### [EXERCISE TASK A]
Update the listing from the line containing "the white column" through the end of the listing, both included, replacing "tally" with "count" and keeping everything else unchanged. Return only that stretch.

Space-Saving Algorithm — Middle Level¶

Focus: Why replace-the-min over-estimates by at most the evicted minimum, why that guarantees every item above n/m is kept, the Stream-Summary structure that makes every operation O(1), and when to choose Space-Saving over Misra-Gries, Count-Min Sketch, and Lossy Counting.

Table of Contents¶

1. Introduction
2. Deeper Concepts
3. The Over-Estimate Bound
4. The n/m Heavy-Hitter Guarantee
5. The Stream-Summary Structure (O(1) updates)
6. Comparison with Alternatives
7. Code Examples
8. Error Handling
9. Performance Analysis
10. Best Practices
11. Visual Animation
12. Summary

Introduction¶

At junior level the message was the recipe: keep m counters, increment on a hit, replace the min on a miss, record the error. At middle level you ask the questions that decide whether your implementation is correct, fast, and the right choice:

• Why is the stored count never more than min above the truth — and why does that matter?
• Why does "replace the min" guarantee that every item with frequency above n/m survives to the end?
• How do you make the replace-the-min and increment operations O(1) instead of O(m) — the Stream-Summary of buckets?
• When is Space-Saving better than Misra-Gries, Count-Min Sketch, or Lossy Counting — and when is it worse?

These separate "I copied a Space-Saving snippet" from "I can state its error bound, prove the heavy-hitter guarantee, build the O(1) structure, and justify it over the alternatives."

Deeper Concepts¶

The two numbers per slot¶

Every slot stores two numbers, not one:

• count(x) — the estimated frequency, an upper bound on the truth.
• error(x) — the over-count: the value of min at the moment x was last inserted.

Together they bracket the true frequency:

count(x) - error(x)  ≤  f(x)  ≤  count(x)

The lower bound count(x) - error(x) is the number of times x has definitely been seen since it entered the table; the upper bound count(x) is the most it could be. A slot with error = 0 (an item that never got evicted-and-reinserted) has an exact count.

### [DATA SHOWN]
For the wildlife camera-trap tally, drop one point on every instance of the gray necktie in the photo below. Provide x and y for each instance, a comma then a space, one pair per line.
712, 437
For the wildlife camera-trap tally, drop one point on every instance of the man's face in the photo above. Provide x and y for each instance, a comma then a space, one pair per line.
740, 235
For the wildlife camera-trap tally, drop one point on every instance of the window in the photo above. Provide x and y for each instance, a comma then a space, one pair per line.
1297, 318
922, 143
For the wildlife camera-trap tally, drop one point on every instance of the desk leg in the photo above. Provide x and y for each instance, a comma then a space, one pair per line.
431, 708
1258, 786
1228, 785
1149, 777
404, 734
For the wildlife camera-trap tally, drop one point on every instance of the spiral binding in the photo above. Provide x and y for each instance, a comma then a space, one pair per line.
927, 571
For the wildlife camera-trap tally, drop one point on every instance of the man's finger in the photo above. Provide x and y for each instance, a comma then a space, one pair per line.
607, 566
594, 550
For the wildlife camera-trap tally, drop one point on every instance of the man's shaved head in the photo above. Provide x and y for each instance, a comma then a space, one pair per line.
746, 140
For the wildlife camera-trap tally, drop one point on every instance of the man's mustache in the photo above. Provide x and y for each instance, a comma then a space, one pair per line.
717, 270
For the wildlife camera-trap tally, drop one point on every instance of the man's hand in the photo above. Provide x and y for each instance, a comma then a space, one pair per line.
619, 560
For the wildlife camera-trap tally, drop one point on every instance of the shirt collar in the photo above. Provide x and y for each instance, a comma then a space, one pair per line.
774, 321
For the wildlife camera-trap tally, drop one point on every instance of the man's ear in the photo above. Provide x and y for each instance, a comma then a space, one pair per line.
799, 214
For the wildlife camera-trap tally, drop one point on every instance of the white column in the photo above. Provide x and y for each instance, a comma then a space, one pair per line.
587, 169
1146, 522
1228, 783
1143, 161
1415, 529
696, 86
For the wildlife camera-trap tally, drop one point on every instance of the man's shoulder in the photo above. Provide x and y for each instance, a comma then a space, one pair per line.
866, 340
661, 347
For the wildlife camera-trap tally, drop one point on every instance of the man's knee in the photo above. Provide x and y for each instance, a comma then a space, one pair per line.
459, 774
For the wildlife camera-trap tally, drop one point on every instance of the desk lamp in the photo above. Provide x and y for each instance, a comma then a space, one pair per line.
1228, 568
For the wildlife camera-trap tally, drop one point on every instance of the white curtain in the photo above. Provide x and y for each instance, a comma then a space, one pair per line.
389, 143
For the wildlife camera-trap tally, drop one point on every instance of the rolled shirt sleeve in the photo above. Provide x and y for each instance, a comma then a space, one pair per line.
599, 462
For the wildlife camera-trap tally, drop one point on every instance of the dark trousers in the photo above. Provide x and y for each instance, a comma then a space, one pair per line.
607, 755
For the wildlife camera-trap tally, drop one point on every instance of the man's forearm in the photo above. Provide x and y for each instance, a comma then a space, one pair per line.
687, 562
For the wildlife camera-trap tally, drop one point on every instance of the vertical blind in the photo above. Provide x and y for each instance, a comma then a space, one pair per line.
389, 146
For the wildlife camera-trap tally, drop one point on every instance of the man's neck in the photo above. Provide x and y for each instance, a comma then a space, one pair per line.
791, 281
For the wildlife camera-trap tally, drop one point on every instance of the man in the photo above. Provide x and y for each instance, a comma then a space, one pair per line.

### [EXERCISE TASK B]
Carry the Space-Saving algorithm text forward, starting right after its final sentence.

### [WRITTEN ANSWER A]
For the wildlife camera-trap count, drop one point on every instance of the white column in the photo above. Provide x and y for each instance, a comma then a space, one pair per line.
587, 169
1146, 522
1228, 783
1143, 161
1415, 529
696, 86
For the wildlife camera-trap count, drop one point on every instance of the man's shoulder in the photo above. Provide x and y for each instance, a comma then a space, one pair per line.
866, 340
661, 347
For the wildlife camera-trap count, drop one point on every instance of the man's knee in the photo above. Provide x and y for each instance, a comma then a space, one pair per line.
459, 774
For the wildlife camera-trap count, drop one point on every instance of the desk lamp in the photo above. Provide x and y for each instance, a comma then a space, one pair per line.
1228, 568
For the wildlife camera-trap count, drop one point on every instance of the white curtain in the photo above. Provide x and y for each instance, a comma then a space, one pair per line.
389, 143
For the wildlife camera-trap count, drop one point on every instance of the rolled shirt sleeve in the photo above. Provide x and y for each instance, a comma then a space, one pair per line.
599, 462
For the wildlife camera-trap count, drop one point on every instance of the dark trousers in the photo above. Provide x and y for each instance, a comma then a space, one pair per line.
607, 755
For the wildlife camera-trap count, drop one point on every instance of the man's forearm in the photo above. Provide x and y for each instance, a comma then a space, one pair per line.
687, 562
For the wildlife camera-trap count, drop one point on every instance of the vertical blind in the photo above. Provide x and y for each instance, a comma then a space, one pair per line.
389, 146
For the wildlife camera-trap count, drop one point on every instance of the man's neck in the photo above. Provide x and y for each instance, a comma then a space, one pair per line.
791, 281
For the wildlife camera-trap count, drop one point on every instance of the man in the photo above. Provide x and y for each instance, a comma then a space, one pair per line.

### [WRITTEN ANSWER B]
Why the newcomer inherits min + 1¶

When item x evicts the min-count item y (with count min), why not start x at 1? Because the slot it took already accounts for min arrivals worth of "weight" in the summary. If we restarted at 1, a frequent item that briefly dipped to the bottom and got evicted could permanently lose its history, and the summary's total would no longer track the stream. Inheriting min + 1 keeps an invariant: the sum of all counts equals the number of stream items processed (each arrival adds exactly +1 somewhere). That conservation is the backbone of every proof.

The conservation invariant¶

Σ count(x)  =  n     (after n items, with m or fewer slots)

Each arrival increments exactly one counter by exactly one (a hit adds +1; an eviction sets the new count to min + 1, which is +1 more than the min the slot already held — the evicted item's count is simply transferred). This invariant is why the minimum cannot be large: with m counters summing to n, the smallest is at most n/m.

Monotonic, deterministic, one-sided¶

Space-Saving is deterministic (despite living in the "randomized algorithms" section — it is the deterministic member of that family of streaming sketches), counts are monotonically non-decreasing, and the error is one-sided (over-estimate only). These three facts make it easy to reason about and reproduce.

The Over-Estimate Bound¶

The central accuracy claim:

For any item x currently in the table, f(x) ≤ count(x) ≤ f(x) + min, where min is the smallest counter value at any point — and min ≤ n/m.

Two halves:

Lower bound (f(x) ≤ count(x)). The count is never decremented, and every time x truly appears we add +1 (either via a hit, or via the min + 1 on re-insertion which includes the current sighting). So the count is at least the true frequency. No under-estimation, ever.

Upper bound (count(x) ≤ f(x) + error(x) and error(x) ≤ min ≤ n/m). When x was inserted, it inherited error(x) = min from the evicted item — these are arrivals x did not cause. Since then, every increment was a real x. So the over-count is exactly error(x), which equals the min value at insertion time. And by the conservation invariant, the minimum of m counters summing to ≤ n is at most n/m. Hence:

count(x) - f(x)  =  error(x)  ≤  min  ≤  n/m.

The over-estimate is bounded by the current minimum, which shrinks (relatively) as you add more counters. Double m, and you halve the worst-case over-count.

Worked numbers¶

For the junior example (m = 3, stream A B C A A B D A B, n = 9): D was inserted when min = 1, so count(D) = 2, error(D) = 1, true f(D) = 1. Indeed f(D) = count(D) - error(D) = 2 - 1 = 1. The bound error ≤ n/m = 3 holds with room to spare (the realized min was only 1).

The n/m Heavy-Hitter Guarantee¶

Any item x with true frequency f(x) > n/m is guaranteed to be in the table at the end (no false negatives among heavy hitters).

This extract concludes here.